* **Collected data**
=-=-=

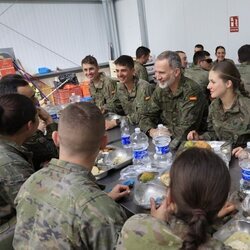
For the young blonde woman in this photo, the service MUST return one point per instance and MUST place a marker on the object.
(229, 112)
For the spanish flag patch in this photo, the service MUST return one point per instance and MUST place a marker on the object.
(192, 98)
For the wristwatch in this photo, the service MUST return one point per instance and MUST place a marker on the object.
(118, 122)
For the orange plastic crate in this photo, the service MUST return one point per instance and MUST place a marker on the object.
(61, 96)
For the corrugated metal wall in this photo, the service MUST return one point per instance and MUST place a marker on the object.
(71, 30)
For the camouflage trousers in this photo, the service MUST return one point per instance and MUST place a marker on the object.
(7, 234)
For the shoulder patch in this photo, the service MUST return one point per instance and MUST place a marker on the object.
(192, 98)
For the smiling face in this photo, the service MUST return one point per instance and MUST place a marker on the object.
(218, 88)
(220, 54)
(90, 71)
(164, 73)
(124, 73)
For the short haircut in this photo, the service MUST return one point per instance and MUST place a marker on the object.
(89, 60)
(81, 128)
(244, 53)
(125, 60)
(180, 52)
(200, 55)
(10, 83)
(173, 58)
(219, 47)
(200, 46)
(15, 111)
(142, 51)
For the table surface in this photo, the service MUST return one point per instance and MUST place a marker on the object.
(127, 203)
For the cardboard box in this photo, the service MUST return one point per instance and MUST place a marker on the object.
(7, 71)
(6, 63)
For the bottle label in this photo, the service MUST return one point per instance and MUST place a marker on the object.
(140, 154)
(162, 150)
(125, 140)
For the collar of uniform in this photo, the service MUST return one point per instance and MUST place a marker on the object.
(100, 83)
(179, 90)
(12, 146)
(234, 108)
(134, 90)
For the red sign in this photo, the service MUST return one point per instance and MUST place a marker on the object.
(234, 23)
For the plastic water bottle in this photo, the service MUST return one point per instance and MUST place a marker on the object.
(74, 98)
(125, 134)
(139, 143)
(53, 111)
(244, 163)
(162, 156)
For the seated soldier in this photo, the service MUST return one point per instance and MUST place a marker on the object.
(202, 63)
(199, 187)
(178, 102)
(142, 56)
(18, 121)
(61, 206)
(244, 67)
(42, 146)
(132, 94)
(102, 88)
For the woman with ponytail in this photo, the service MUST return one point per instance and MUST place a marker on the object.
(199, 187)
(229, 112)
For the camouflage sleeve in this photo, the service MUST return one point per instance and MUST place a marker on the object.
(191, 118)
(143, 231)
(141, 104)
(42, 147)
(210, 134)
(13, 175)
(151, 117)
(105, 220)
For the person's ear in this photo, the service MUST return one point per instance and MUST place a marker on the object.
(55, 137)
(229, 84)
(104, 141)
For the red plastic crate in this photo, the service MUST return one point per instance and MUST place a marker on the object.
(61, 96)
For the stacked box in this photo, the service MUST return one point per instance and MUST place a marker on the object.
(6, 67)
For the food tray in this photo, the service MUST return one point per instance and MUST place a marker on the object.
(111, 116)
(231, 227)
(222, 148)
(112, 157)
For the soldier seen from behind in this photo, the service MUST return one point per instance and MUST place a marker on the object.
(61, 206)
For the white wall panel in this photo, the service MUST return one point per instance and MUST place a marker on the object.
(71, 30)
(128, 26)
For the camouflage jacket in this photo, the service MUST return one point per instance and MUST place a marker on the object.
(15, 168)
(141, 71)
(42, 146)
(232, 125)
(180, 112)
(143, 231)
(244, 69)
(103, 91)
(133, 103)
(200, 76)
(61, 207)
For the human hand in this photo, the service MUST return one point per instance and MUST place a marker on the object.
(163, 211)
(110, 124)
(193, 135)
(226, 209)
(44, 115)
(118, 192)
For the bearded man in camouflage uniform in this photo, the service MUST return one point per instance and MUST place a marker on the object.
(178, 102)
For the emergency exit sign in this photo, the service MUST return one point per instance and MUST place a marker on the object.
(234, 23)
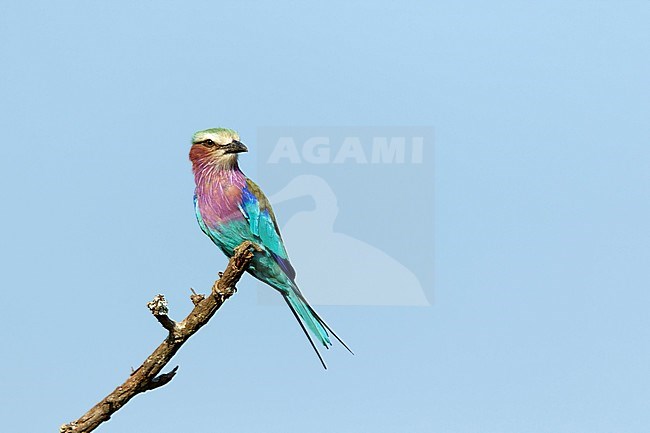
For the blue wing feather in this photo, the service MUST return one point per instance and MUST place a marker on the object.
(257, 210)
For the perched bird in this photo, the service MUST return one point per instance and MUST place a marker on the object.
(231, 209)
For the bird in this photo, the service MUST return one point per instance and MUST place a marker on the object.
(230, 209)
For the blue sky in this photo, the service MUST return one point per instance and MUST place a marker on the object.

=-=-=

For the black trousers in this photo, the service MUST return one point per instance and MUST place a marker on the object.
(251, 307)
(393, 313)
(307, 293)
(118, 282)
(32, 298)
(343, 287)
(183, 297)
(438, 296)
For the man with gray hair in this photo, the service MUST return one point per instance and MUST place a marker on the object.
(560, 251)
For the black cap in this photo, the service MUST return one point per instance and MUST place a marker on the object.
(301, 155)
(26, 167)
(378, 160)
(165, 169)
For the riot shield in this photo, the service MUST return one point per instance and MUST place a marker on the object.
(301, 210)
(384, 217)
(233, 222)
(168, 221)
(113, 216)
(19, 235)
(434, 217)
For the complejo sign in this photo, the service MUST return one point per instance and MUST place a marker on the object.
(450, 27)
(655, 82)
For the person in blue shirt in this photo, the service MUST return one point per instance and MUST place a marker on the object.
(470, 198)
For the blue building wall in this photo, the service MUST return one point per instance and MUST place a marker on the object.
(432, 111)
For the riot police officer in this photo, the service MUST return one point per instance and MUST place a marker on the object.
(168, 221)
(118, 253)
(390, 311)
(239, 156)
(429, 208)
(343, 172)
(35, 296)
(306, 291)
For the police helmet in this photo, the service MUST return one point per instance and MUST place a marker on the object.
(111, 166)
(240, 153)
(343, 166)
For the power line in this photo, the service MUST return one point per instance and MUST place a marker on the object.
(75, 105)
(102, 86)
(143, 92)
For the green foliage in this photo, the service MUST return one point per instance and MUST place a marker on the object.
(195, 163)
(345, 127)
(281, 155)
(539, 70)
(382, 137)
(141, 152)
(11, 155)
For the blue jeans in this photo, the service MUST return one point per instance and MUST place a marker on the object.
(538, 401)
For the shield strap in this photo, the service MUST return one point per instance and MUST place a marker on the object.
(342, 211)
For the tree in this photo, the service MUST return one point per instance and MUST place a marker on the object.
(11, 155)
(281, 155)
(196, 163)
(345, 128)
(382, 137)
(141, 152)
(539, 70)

=-=-=

* **What needs to be done**
Extract every line above that includes the string "bottle".

* **Solved problem**
For the bottle label in this photo, the service MUST return one point per instance and MUST place a marker on the object.
For the plastic water bottle in this photo, the service MUST return one point per instance and MUST place a marker on the object.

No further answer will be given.